_Stated task_
Can you rewrite every entry below, swapping "Prove me wrong" for "Show me I'm mistaken" and keeping everything else the same?
__________
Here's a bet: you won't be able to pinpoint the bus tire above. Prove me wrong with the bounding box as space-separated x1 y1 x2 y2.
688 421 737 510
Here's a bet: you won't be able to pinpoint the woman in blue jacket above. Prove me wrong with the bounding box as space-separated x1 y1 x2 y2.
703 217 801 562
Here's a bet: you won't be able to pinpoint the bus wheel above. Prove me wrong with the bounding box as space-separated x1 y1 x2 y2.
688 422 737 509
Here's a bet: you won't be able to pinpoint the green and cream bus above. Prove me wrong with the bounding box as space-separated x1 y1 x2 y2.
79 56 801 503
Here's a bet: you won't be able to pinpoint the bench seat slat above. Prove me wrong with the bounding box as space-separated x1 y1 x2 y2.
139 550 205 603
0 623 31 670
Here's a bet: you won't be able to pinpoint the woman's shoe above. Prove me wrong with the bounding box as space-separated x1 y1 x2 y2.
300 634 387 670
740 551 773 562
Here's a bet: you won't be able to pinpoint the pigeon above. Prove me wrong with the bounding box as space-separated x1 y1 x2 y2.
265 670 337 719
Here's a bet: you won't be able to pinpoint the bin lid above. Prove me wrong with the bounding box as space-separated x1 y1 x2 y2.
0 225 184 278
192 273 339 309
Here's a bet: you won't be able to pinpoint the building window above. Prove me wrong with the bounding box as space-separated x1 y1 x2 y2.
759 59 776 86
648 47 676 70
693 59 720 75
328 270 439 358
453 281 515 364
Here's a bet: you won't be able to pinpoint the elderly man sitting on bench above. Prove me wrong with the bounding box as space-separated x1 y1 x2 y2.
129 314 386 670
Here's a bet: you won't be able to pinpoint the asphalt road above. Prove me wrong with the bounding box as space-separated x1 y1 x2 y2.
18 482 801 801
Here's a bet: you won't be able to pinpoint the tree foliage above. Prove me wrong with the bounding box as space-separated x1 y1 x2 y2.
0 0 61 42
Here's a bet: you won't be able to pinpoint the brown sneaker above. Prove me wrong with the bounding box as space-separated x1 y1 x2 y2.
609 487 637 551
__________
_Problem solution_
Here's a bet: you won't be able to pinpoint the bus tire above. Show me I'm mistaken with the bounding box as space-separated x1 y1 x2 y2.
688 421 737 510
Here's a bet: you won't be able to pinpoint the woman in blue jacket above. Show me I'm mistaken with the bounding box as space-separated x1 y1 x2 y2.
703 217 801 562
Here's a bet: you won't be able to pinpoint the bus wheel above. Show me I'm mistaken with the bounding box as space-separated x1 y1 x2 y2.
688 422 737 509
Here's a bet: you won't be able to pinpoint the green and cream bus above. Show me I'm mistaken with the bounding box as space-separated x1 y1 x2 y2.
79 56 801 503
Here's a bet: you won't be able to pinpoint the bench seat slat above. Show me I'm mistaken with the bounding box as space-separated x1 y1 x2 y2.
139 550 205 603
0 623 31 670
Here's a bet: you won't be able to pinpoint the woman's shoe above. Show me I'm mistaken with the bounding box as space-separated x1 y1 x2 y2.
300 634 387 670
740 551 773 562
Here's a bet: you won't be able to pinpoint the pigeon above. Show me I'm mistaken with the bounding box as space-separated x1 y1 x2 y2.
265 670 337 719
Here's a bet: you won't be able to pinpoint the bin lid above. Show me I'm mistaken with the bounding box as space-separated x1 y1 x2 y2.
0 225 184 278
192 273 339 309
Here's a bet: you won't be able to pinpoint the building window above. Show me I'm mistaken with the bounding box as space-separated x1 y1 x2 y2.
759 59 776 86
648 47 676 70
693 59 720 75
328 270 439 358
453 281 515 364
Here's a bet: you won't be able to pinpoint the elderly man sitting on bench above. Show me I'm mistaken with the bounding box as space-separated x1 y1 x2 y2.
129 314 386 670
Here's a bet: you won't be able to pinpoint the asphalt road above. Show me I'm mistaken with the bounding box as space-separated x1 y1 x2 y2.
18 482 801 801
Here's a bet: you won't be able to pinpoint the tree foliage above. Show me I'm mistaken with the bounding box as space-separated x1 y1 x2 y2.
0 0 61 42
Here's a bet: you won't be able to pinpoint the brown sneaker above. Show me I'm mistaken with the bounding box as space-separated x1 y1 x2 y2.
609 487 637 551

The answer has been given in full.